WHAT THE EXERCISE ASKS →
Please answer from Sara Holt's review: which step of the nightly workflow caught the bug?

Sara Holt — QA Engineer & Test Strategist

Verdict: Approved with concerns

The fix itself is correct and minimal. My concern is entirely about regression-test coverage — there is none in this PR for the exact failure mode that triggered #510. That is fixable as a follow-up, not a blocker, but I want it on record.

What's good

  • Manual verification listed in the PR body (config --quiet parse + resolved-config inspection of both keys) is appropriate for a compose-only diff. It proves compose accepts the change.
  • The bug was caught by the nightly workflow's up -d --wait step — i.e. CI infrastructure caught a production-orchestration bug before it reached the running app. The pipeline did its job. That is a healthy gate working as designed.
  • Test plan in the PR body is correctly structured: "re-trigger nightly → assert exit 0 → assert smoke step runs." Each assertion is binary and verifiable. Good acceptance criteria.

Concern: missing automated regression test

The class of bug here is: "compose orchestration semantics changed and up --wait no longer treats this stack as healthy." That class is not currently covered by any test in CI:

  • Unit/integration tests run inside the backend JVM — they cannot see compose orchestration.

GIVEN INFORMATION →
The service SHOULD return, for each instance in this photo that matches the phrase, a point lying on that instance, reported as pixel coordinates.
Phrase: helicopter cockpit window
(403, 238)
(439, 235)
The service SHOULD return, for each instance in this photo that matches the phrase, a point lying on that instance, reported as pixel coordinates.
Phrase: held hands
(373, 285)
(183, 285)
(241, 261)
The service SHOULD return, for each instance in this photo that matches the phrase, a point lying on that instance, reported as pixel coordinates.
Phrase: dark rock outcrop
...
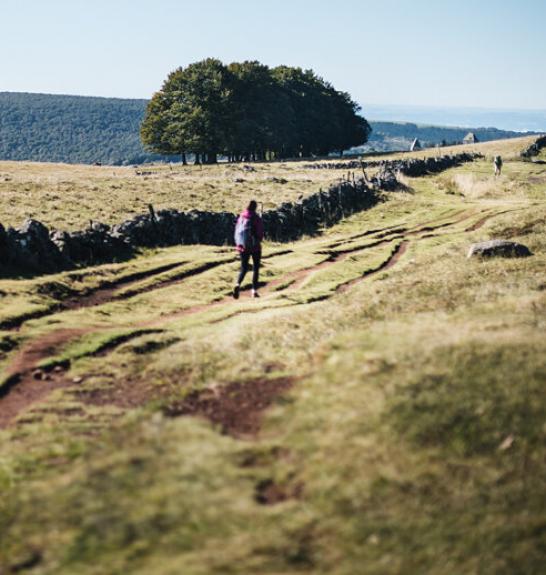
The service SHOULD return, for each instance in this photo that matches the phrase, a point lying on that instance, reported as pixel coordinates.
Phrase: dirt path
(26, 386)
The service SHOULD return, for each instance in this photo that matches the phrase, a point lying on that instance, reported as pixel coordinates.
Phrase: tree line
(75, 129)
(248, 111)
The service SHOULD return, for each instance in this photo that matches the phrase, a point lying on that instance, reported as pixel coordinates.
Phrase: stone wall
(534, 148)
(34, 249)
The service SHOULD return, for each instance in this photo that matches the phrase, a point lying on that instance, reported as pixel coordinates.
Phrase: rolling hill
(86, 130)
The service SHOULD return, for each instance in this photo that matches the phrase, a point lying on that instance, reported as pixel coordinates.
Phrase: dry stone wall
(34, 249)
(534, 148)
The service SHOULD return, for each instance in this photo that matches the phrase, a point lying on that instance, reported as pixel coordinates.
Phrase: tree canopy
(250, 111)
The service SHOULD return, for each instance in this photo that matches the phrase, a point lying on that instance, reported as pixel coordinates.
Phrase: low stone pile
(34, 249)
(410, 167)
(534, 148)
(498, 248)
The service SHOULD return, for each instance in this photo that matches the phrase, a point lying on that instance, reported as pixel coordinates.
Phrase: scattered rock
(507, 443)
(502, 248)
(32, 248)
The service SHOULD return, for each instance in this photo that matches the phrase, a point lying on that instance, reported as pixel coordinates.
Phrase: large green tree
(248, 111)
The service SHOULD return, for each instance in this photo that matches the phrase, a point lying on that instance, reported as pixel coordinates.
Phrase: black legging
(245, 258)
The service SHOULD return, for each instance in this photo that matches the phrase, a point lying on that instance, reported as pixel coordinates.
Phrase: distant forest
--
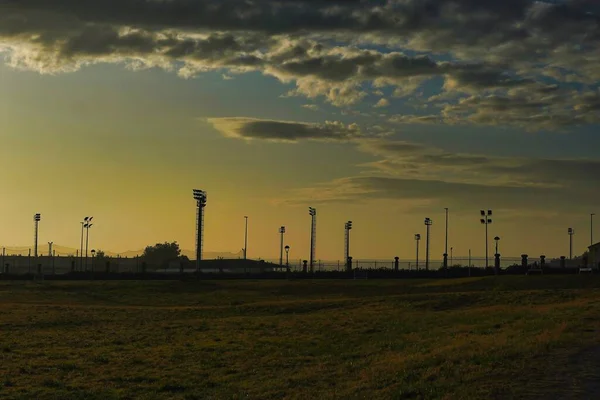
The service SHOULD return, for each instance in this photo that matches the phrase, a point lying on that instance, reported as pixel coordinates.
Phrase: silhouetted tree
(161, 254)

WRITTEN RESPONSE →
The up -d --wait step caught it.